Repeat each record below exactly as given.

• _Position annotation records_
++++

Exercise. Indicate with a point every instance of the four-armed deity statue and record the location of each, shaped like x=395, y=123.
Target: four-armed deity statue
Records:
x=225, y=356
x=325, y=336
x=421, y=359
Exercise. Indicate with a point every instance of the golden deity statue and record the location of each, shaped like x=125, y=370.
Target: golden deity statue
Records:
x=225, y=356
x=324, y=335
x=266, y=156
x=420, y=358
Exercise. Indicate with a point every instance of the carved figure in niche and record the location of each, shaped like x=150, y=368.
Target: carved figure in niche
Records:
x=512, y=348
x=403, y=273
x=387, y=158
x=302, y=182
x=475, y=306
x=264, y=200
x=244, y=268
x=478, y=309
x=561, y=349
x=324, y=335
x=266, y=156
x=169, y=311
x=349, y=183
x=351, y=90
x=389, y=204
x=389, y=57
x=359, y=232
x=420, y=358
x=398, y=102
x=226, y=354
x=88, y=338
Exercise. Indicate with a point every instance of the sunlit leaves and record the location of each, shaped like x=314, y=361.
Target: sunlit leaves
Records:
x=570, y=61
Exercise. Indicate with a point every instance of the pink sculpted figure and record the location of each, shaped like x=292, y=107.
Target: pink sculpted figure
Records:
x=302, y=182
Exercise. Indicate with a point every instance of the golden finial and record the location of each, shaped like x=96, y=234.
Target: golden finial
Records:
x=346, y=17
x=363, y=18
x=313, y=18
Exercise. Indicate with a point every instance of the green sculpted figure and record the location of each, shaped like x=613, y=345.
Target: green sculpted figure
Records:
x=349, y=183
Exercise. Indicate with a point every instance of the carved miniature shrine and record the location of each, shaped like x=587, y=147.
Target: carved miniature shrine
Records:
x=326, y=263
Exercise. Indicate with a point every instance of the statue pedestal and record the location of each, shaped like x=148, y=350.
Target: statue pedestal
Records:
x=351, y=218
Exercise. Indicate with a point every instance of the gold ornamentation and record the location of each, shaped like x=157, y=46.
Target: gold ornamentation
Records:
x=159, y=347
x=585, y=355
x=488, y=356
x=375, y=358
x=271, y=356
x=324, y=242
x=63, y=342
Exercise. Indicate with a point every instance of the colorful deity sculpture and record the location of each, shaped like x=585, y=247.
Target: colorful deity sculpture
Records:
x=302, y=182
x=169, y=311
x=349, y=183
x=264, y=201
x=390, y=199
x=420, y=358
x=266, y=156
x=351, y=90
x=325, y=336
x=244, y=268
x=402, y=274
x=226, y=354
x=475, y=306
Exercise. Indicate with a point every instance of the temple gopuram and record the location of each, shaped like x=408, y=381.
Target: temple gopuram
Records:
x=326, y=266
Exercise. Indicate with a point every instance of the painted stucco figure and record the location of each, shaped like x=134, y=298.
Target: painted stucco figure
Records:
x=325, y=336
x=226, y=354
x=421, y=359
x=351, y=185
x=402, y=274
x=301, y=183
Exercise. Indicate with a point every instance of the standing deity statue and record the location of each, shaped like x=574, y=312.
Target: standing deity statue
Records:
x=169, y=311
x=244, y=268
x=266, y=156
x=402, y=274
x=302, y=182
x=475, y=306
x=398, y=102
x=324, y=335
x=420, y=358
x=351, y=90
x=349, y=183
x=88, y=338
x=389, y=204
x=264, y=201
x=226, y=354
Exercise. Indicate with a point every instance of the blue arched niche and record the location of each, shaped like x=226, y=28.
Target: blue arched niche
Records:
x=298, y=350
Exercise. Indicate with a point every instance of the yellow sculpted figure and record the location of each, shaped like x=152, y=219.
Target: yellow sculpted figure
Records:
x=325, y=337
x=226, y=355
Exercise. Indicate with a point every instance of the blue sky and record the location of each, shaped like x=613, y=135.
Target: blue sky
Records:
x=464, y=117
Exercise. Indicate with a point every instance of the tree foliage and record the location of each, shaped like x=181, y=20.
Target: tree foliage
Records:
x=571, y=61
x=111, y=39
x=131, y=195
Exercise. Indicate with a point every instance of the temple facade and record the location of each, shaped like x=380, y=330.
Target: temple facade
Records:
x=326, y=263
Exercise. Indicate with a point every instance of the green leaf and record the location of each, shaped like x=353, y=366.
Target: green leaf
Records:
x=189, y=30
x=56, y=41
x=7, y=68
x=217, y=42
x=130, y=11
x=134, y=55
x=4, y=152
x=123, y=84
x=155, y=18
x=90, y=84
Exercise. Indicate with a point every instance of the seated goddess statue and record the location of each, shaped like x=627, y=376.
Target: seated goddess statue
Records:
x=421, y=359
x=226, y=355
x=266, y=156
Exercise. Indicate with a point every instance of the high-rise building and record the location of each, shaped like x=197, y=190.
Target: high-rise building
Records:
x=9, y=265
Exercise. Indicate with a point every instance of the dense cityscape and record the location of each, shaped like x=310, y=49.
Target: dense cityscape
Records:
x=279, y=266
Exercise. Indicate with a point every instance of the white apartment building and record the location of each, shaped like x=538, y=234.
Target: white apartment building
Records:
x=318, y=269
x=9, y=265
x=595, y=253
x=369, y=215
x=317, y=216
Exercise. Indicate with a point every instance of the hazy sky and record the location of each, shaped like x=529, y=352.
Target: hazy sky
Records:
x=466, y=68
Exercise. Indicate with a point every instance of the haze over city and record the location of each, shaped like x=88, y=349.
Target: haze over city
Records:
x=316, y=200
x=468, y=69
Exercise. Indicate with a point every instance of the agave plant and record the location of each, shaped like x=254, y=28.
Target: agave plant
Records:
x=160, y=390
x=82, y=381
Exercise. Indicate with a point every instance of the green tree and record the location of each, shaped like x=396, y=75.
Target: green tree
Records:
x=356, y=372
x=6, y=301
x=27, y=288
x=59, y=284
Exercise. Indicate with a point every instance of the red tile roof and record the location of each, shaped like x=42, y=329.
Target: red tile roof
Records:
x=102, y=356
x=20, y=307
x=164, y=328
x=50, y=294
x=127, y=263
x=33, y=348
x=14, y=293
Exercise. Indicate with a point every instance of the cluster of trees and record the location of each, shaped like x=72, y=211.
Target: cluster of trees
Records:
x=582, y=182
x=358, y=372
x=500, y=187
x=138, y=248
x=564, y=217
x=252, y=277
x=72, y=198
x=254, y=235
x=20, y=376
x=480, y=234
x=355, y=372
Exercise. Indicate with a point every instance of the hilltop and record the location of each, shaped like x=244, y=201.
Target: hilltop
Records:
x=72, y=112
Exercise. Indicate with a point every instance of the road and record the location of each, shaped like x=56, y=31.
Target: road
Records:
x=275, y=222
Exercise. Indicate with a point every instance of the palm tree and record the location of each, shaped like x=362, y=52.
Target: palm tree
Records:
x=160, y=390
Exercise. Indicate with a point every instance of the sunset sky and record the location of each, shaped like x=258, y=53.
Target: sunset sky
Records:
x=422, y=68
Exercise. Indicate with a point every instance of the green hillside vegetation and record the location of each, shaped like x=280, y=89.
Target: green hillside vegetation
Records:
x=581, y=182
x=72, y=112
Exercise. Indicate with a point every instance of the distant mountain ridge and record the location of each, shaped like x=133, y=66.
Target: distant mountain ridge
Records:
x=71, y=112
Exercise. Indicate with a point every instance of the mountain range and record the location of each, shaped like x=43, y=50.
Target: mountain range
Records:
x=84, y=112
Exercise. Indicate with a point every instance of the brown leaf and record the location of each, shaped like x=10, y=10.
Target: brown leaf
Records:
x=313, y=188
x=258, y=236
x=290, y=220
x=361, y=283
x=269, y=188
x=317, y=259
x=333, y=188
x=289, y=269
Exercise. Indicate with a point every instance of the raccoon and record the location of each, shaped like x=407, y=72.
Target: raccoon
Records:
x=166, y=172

++++

• _Full output_
Exercise. Indicate with a point every instance of the four-armed deity statue and record the location of each, shaped like x=395, y=123.
Target: four-armed deity statue
Records:
x=225, y=356
x=325, y=336
x=421, y=359
Exercise. Indicate with a point every instance of the golden deity statue and record the location of each, shaped like x=125, y=370.
Target: golden deity statue
Records:
x=225, y=356
x=324, y=335
x=266, y=156
x=420, y=358
Exercise. Indicate with a point every instance of the carved figure in niche and record the location of each, shaped like x=150, y=368.
Target: carved figure in niche
Records:
x=512, y=348
x=403, y=273
x=387, y=158
x=302, y=182
x=475, y=306
x=264, y=200
x=244, y=268
x=478, y=309
x=561, y=349
x=324, y=335
x=266, y=156
x=169, y=311
x=349, y=183
x=351, y=90
x=389, y=204
x=389, y=57
x=359, y=232
x=420, y=358
x=398, y=102
x=226, y=354
x=88, y=338
Exercise. Indicate with a point every instance of the sunlit leaves and record the location of each, shaped like x=314, y=361.
Target: sunlit leaves
Records:
x=570, y=61
Exercise. Indicate with a point every instance of the pink sculpted figure and record the location of each, shaped like x=292, y=107.
Target: pink sculpted figure
Records:
x=302, y=182
Exercise. Indicate with a point every instance of the golden finial and record the location of each, shaped like x=96, y=234.
Target: golden finial
Records:
x=346, y=17
x=363, y=18
x=313, y=18
Exercise. Indicate with a point every instance of the green sculpted figure and record the location of each, shaped like x=613, y=345.
Target: green sculpted figure
Records:
x=349, y=183
Exercise. Indicate with a point every instance of the carved miniature shrine and record the location of each, shaped like x=587, y=147.
Target: carved miniature shrine
Records:
x=326, y=263
Exercise. Indicate with a point every instance of the statue pedestal and record the location of each, shaped like x=148, y=350.
Target: statue pedestal
Records:
x=351, y=218
Exercise. Indicate with a point every instance of the gold ornamentation and record the location of each, shaped like x=157, y=46.
Target: gold ornamentation
Records:
x=159, y=347
x=585, y=355
x=488, y=356
x=375, y=358
x=271, y=356
x=324, y=242
x=63, y=342
Exercise. Indicate with a point every instance of the colorful deity sculpture and record the location of each, shaped like x=585, y=247.
Target: colorful deity sculpture
Records:
x=302, y=182
x=169, y=311
x=349, y=183
x=264, y=201
x=390, y=199
x=420, y=358
x=266, y=156
x=351, y=90
x=325, y=336
x=244, y=268
x=402, y=274
x=226, y=354
x=475, y=306
Exercise. Indicate with a point every instance of the temple gopuram and record the location of each, shaped like x=408, y=381.
Target: temple gopuram
Records:
x=326, y=266
Exercise. Indicate with a point every instance of the painted stucco figure and record the location of each, shaped like x=134, y=298.
Target: painted stucco figure
Records:
x=325, y=336
x=226, y=354
x=421, y=359
x=351, y=185
x=402, y=274
x=301, y=183
Exercise. Indicate with a point every instance of the standing deity statue and record the location of each, shaped like x=574, y=312.
Target: standing deity statue
Records:
x=169, y=311
x=244, y=268
x=266, y=156
x=402, y=274
x=302, y=182
x=475, y=306
x=398, y=102
x=324, y=335
x=420, y=358
x=351, y=90
x=349, y=183
x=88, y=338
x=389, y=204
x=264, y=201
x=226, y=354
Exercise. Indicate with a point every instance of the blue arched niche and record the location of each, shaped like x=226, y=28.
Target: blue arched niche
Records:
x=298, y=350
Exercise. Indicate with a point every instance of the yellow sculpted figure and record the location of each, shaped like x=152, y=219.
Target: yellow sculpted figure
Records:
x=325, y=337
x=226, y=355
Exercise. Indicate with a point every instance of the blue sky and record the location of each, shaped like x=613, y=135.
Target: blue sky
Records:
x=464, y=117
Exercise. Indicate with a point every instance of the tree foliage and record the location of each, shaped like x=181, y=20.
Target: tree foliage
Records:
x=571, y=61
x=111, y=39
x=131, y=195
Exercise. Indicate with a point every instance of the temple facade and record the location of each, shaped like x=380, y=330.
Target: temple facade
Records:
x=326, y=263
Exercise. Indicate with a point every instance of the green leaf and record the location of each, shaped like x=353, y=366.
Target: green leaf
Records:
x=189, y=30
x=56, y=41
x=7, y=68
x=217, y=42
x=130, y=11
x=134, y=55
x=4, y=152
x=123, y=84
x=155, y=18
x=90, y=84
Exercise. Indicate with a point every instance of the seated goddess statue and record the location of each, shaped like x=627, y=376.
Target: seated goddess statue
Records:
x=421, y=359
x=226, y=355
x=266, y=156
Exercise. Indicate with a point every instance of the high-rise building and record the location of each, shaped like x=197, y=190.
Target: high-rise building
Records:
x=9, y=265
Exercise. Indicate with a point every instance of the dense cityscape and record the location of each, shaped like x=310, y=49.
Target: dense cityscape
Records:
x=279, y=266
Exercise. Indicate with a point every instance of the white apartment building and record the location of each, shaped like x=538, y=234.
Target: white apartment building
Records:
x=318, y=269
x=9, y=265
x=595, y=253
x=369, y=215
x=317, y=216
Exercise. Indicate with a point every instance of the hazy sky and record the location of each, shaped like x=529, y=352.
Target: hazy sky
Records:
x=466, y=68
Exercise. Indicate with a point every instance of the haze over city and record the location of each, shaped like x=88, y=349.
Target: haze over city
Records:
x=316, y=200
x=468, y=69
Exercise. Indicate with a point every instance of the agave plant and record the location of each, shaped like x=254, y=28.
Target: agave plant
Records:
x=160, y=390
x=82, y=381
Exercise. Indicate with a point every instance of the green tree and record the location of each, shaped like x=396, y=75.
Target: green tree
Records:
x=356, y=372
x=6, y=301
x=27, y=288
x=59, y=284
Exercise. Indicate with a point every instance of the red tile roof and record the location of each, shaped like x=42, y=329.
Target: red tile roof
Records:
x=102, y=356
x=20, y=307
x=164, y=328
x=50, y=294
x=127, y=263
x=33, y=348
x=14, y=293
Exercise. Indicate with a point every instance of the cluster of trees and record the location of each, shaped like x=72, y=211.
Target: cluster of trees
Records:
x=582, y=182
x=358, y=372
x=500, y=187
x=138, y=248
x=564, y=217
x=252, y=277
x=72, y=198
x=254, y=235
x=20, y=376
x=480, y=234
x=355, y=372
Exercise. Indicate with a point every instance of the hilltop and record the location of each, shaped like x=244, y=201.
Target: hilltop
Records:
x=72, y=112
Exercise. Indicate with a point every instance of the road and record the location of each, shaped like x=56, y=31.
Target: road
Records:
x=275, y=222
Exercise. Indicate with a point every instance of the palm tree and record the location of each, shaped like x=362, y=52.
Target: palm tree
Records:
x=160, y=390
Exercise. Indicate with a point every instance of the sunset sky and record the location of each, shaped like x=258, y=53.
Target: sunset sky
Records:
x=422, y=68
Exercise. Indicate with a point every instance of the green hillside vegetation and record the location of each, shaped like x=280, y=89.
Target: green hillside vegetation
Records:
x=581, y=182
x=72, y=112
Exercise. Indicate with a point every instance of the distant mountain ridge and record the location of each, shaped like x=133, y=66.
Target: distant mountain ridge
Records:
x=71, y=112
Exercise. Indicate with a point every instance of the mountain range and record the location of each, shaped like x=43, y=50.
Target: mountain range
Records:
x=84, y=112
Exercise. Indicate with a point every instance of the brown leaf and record the location of each, shaped like x=10, y=10.
Target: brown leaf
Records:
x=313, y=188
x=258, y=236
x=290, y=220
x=361, y=283
x=269, y=188
x=317, y=259
x=333, y=188
x=289, y=269
Exercise. Indicate with a point every instance of the raccoon and record the location of each, shaped like x=407, y=72.
Target: raccoon
Records:
x=166, y=172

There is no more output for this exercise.